=== Text segment ===
= Beginning of Section =

A burden to bear: humans remain greatest threat to one of Missouri’s biggest predator

Although climate change poses a threat to many species across the Midwest, researchers say black bears are resilient and relatively unbothered by its current effects.

Much of this resilience comes from the fact that bears are opportunistic feeders. Bears share food sources with many other animals, from raccoons to birds and coyotes. Laura Conlee, furbearer biologist for the Missouri Department of Conservation, explained that bears are creative when finding food. They dig up wasp nests, tear into old logs and overturn large rocks to get at the insects hiding underneath.

Don White Jr., a wildlife ecology professor at the University of Arkansas in Monticello, said that bear reproduction is tied to mast production — nuts, seeds, buds or fruits of trees — from the past fall. In the fall, acorns are one of their staples.

Tree mast may be the mammals’ food source most affected by climate change. Just as droughts can decrease soft mast production, like berry crops in the spring, a long wet season can decrease the fall production from lowland hardwoods like oaks. But White said it’s hard to know how much of a long term effect it would have.

“Droughts can have a very major impact on black bear reproduction because it doesn’t allow females to gain that weight,” he said. But as long as bears aren’t overhunted, he said the population generally recovers swiftly.

“We’ll always have forests, but we’ll have different forests under climate change. What direction will they go? Will we have more drought resistant species? Maybe a more maple type forest? That wouldn’t be able to support the number of wildlife species in an oak forest,” he said.

If a drought did reduce available food sources, bears may be more likely to exhibit nuisance behaviors seeking out human food as an alternative.

As for overpopulation, both researchers said bears won’t exceed a natural carrying capacity, like deer, because they have such large home ranges and reproduce slowly. 

Instead, they’re liable to exceed our cultural carrying capacity, making homes near communities and farms. Missouri black bears have reached a sizable population that is expected to double in the next ten years.

“Bears thirty years ago didn’t occur as widespread geographically and they weren’t here in the numbers we have currently,” Conlee said, “So as that population continues to grow and expand as humans continue to grow and build houses, it increases situations where those social things will come into play.”

As bear populations expand into new areas of the state, Missourians will need to be “bear aware” in order to minimize conflict with them.

The Department of Conservation asks that all black bear sightings be reported so they can effectively track the expansion of bear populations. Homeowners along the wildland urban interface in particular need to take precautions to prevent bears from getting into easy food sources like bird feeders, pet food, garbage or livestock.

= End of Section =

=== Records provided ===
= Beginning of Section =

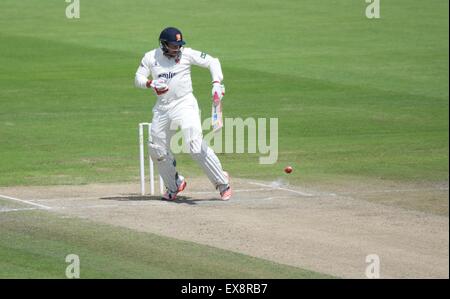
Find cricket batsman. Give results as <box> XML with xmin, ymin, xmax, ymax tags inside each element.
<box><xmin>135</xmin><ymin>27</ymin><xmax>232</xmax><ymax>200</ymax></box>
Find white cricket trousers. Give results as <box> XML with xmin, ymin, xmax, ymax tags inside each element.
<box><xmin>150</xmin><ymin>93</ymin><xmax>228</xmax><ymax>192</ymax></box>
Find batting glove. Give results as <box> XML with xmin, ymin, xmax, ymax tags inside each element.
<box><xmin>147</xmin><ymin>78</ymin><xmax>169</xmax><ymax>95</ymax></box>
<box><xmin>212</xmin><ymin>81</ymin><xmax>225</xmax><ymax>104</ymax></box>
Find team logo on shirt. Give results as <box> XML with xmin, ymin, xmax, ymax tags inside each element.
<box><xmin>158</xmin><ymin>72</ymin><xmax>177</xmax><ymax>79</ymax></box>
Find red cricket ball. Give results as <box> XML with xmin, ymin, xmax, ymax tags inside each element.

= End of Section =

=== What you should do ===
Set down, without any change, the part of the article on Missouri black bears above that opens with the words containing "Tree mast may" and closes with "generally recovers swiftly.".

=== Result of the exercise ===
Tree mast may be the mammals’ food source most affected by climate change. Just as droughts can decrease soft mast production, like berry crops in the spring, a long wet season can decrease the fall production from lowland hardwoods like oaks. But White said it’s hard to know how much of a long term effect it would have.

“Droughts can have a very major impact on black bear reproduction because it doesn’t allow females to gain that weight,” he said. But as long as bears aren’t overhunted, he said the population generally recovers swiftly.